-- WORK TASK --
Copy exactly the lines of the material below, starting with the first and including the line that holds "[ ] a point on the dried flower".

·····

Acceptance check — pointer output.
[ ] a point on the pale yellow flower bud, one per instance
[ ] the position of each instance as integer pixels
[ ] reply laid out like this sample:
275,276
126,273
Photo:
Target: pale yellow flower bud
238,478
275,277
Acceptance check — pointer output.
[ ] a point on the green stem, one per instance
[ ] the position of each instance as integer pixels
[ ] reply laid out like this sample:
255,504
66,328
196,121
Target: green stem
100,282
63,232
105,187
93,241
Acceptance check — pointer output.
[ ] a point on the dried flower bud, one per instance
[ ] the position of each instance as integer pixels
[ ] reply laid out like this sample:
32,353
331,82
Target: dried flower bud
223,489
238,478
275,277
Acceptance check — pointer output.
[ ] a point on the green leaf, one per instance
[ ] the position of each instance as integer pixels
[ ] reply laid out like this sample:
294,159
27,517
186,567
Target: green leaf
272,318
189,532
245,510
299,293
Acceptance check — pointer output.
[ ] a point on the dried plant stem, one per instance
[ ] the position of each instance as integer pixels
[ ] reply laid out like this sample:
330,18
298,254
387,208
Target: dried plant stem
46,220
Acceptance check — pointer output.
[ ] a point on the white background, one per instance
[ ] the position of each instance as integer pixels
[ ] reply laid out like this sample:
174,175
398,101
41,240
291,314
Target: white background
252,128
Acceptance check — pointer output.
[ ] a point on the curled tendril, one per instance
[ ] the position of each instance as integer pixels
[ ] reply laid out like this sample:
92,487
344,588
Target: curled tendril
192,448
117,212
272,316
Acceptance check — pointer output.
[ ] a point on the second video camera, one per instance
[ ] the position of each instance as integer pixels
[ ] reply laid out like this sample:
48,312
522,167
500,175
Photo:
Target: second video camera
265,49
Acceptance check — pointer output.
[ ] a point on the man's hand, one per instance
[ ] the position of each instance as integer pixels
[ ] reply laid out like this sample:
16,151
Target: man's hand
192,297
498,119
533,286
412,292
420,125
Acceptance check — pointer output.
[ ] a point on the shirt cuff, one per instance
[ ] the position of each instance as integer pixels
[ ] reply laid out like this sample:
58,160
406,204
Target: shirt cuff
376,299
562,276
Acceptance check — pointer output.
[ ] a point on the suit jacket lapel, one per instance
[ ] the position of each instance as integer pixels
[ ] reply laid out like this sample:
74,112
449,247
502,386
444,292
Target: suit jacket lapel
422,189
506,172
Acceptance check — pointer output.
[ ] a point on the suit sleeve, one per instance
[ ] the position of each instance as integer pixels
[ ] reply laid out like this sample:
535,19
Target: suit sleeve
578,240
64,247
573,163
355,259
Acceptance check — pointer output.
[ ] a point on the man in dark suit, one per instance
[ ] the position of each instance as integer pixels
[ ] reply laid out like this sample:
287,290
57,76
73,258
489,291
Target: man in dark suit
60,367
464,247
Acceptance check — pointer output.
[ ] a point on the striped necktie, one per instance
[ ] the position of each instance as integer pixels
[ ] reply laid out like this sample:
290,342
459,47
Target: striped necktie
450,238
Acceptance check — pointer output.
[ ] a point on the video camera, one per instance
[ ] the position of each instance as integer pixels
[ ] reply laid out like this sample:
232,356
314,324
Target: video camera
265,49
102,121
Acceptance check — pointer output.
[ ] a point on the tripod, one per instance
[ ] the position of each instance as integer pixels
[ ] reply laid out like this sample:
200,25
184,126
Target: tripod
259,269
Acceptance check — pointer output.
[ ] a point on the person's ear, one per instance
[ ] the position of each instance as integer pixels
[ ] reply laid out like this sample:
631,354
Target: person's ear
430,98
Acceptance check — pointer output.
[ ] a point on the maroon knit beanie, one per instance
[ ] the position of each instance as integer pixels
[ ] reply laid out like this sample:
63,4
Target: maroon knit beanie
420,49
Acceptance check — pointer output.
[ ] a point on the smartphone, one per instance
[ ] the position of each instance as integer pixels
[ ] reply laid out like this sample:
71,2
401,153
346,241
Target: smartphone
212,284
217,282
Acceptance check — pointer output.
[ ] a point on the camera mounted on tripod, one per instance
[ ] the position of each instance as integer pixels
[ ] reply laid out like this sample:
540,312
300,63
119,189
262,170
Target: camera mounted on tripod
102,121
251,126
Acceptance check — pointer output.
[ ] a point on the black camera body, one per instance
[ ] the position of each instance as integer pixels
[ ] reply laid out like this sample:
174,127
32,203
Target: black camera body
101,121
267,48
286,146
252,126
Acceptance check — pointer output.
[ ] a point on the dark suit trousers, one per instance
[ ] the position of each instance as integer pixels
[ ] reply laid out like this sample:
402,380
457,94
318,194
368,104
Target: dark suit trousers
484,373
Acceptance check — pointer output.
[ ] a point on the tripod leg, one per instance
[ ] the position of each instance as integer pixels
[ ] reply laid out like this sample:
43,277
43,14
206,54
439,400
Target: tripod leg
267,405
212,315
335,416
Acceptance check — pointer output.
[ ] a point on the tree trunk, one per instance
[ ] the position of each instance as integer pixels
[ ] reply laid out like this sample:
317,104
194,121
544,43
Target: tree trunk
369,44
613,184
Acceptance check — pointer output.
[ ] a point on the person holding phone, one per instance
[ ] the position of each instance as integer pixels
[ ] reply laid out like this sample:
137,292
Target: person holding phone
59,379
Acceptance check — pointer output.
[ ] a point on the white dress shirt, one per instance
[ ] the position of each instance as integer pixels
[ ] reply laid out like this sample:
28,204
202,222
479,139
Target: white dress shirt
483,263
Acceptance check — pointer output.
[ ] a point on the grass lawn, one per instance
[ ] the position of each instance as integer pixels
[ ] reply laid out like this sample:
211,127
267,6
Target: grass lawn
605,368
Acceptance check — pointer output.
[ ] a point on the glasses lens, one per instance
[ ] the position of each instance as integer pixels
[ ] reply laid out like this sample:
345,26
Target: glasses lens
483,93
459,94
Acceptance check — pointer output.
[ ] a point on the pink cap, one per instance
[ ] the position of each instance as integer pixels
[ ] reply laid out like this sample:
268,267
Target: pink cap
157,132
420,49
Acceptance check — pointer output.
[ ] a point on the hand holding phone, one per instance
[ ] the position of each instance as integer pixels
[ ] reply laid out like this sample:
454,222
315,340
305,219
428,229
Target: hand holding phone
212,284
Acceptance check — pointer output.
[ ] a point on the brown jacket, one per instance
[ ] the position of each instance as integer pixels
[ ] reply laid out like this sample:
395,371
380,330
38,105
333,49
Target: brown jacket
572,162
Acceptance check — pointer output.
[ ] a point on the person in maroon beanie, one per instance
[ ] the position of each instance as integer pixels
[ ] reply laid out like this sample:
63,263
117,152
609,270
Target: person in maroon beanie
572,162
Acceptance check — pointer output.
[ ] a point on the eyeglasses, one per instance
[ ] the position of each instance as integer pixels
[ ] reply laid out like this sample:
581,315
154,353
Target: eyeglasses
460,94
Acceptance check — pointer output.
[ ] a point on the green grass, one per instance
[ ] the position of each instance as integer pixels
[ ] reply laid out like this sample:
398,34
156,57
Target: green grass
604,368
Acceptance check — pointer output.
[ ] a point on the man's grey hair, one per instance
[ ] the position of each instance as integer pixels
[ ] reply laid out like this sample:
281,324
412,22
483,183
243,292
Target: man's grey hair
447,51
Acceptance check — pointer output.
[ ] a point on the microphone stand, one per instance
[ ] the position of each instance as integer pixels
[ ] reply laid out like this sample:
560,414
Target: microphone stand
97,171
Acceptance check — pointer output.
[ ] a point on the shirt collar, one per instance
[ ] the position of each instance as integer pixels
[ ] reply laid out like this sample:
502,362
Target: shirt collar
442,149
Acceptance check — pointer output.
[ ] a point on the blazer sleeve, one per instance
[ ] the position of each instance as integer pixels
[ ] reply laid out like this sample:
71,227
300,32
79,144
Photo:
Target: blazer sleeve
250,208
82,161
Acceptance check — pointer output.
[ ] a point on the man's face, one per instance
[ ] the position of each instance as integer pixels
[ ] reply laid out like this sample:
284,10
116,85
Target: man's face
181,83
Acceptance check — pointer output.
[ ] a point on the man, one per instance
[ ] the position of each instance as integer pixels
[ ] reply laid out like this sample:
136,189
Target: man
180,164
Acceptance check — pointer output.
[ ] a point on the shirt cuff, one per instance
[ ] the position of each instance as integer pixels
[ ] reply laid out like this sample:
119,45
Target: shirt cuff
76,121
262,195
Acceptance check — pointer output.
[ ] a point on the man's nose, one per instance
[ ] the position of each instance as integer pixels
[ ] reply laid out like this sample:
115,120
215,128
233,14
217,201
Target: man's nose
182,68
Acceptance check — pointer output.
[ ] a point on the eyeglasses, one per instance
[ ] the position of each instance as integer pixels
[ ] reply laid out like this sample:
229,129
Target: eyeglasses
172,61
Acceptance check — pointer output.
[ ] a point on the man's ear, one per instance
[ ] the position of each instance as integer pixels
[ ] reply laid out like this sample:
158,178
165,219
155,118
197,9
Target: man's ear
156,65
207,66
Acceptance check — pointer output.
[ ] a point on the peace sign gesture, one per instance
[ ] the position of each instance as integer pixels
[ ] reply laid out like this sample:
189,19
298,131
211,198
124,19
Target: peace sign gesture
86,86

·····

-- RESULT OF THE EXERCISE --
Acceptance check — pointer output.
[ ] a point on the pale yellow flower bud, one per instance
[ ] the position of each instance as integer pixels
[ ] reply laid out like this sample:
275,276
126,273
Photo:
Target: pale yellow flower bud
238,478
275,277
Acceptance check — pointer output.
[ ] a point on the green stem, one per instance
[ ] the position of each instance as integer pixels
[ ] reply laid out like this sample:
255,504
66,328
196,121
Target: green stem
100,282
63,232
105,187
93,241
Acceptance check — pointer output.
[ ] a point on the dried flower bud, one per instance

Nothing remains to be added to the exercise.